### EXERCISE GOAL
Return the lines of data below word for word, leaving out the pictures.

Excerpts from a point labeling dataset
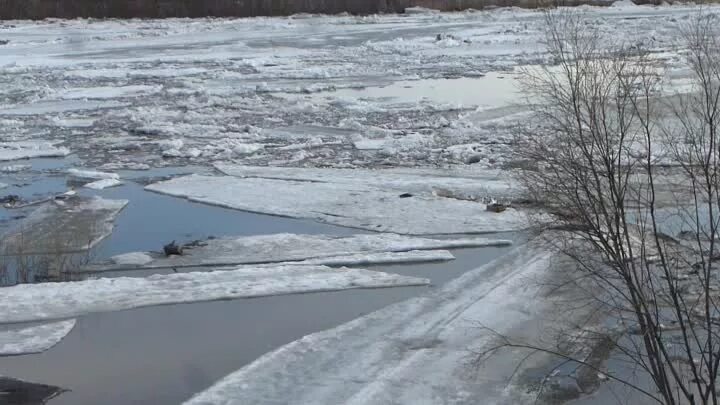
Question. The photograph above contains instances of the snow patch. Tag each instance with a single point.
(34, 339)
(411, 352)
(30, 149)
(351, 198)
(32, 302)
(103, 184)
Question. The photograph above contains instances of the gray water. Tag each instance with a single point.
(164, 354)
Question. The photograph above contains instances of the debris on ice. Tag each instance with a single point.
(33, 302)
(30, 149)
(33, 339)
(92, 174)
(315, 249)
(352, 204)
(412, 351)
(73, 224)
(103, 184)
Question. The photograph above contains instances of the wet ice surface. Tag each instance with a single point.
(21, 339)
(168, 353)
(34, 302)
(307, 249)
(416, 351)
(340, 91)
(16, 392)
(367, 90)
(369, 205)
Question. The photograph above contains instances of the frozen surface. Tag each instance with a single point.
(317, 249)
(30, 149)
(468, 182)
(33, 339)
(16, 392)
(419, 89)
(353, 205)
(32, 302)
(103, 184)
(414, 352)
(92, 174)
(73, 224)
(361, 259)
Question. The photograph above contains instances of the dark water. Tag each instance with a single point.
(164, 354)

### EXERCISE ANSWER
Question. The photograph above contains instances of the snow patch. Tag each instance with a single point.
(34, 339)
(411, 352)
(30, 149)
(351, 198)
(32, 302)
(103, 184)
Question. The photograph above contains instances of the gray water. Tag each instance with a single point.
(164, 354)
Question. The photograph above contains instances of the debris on ice. Tag each instance with a single point.
(33, 302)
(30, 149)
(33, 339)
(92, 174)
(315, 249)
(352, 204)
(412, 351)
(73, 224)
(103, 184)
Question. The photograph above contains instances of the wet ice surface. Tag each instance with a single point.
(21, 339)
(168, 353)
(34, 302)
(307, 249)
(416, 351)
(340, 91)
(16, 392)
(367, 90)
(369, 205)
Question. The photograph above contains instances of the frozen surface. Tag each instance with a single point.
(317, 249)
(30, 149)
(468, 182)
(33, 339)
(16, 392)
(419, 89)
(353, 205)
(32, 302)
(103, 184)
(414, 352)
(92, 174)
(73, 224)
(361, 259)
Question. The photograph above contains instances of the dark water. Tag each instance with a single point.
(164, 354)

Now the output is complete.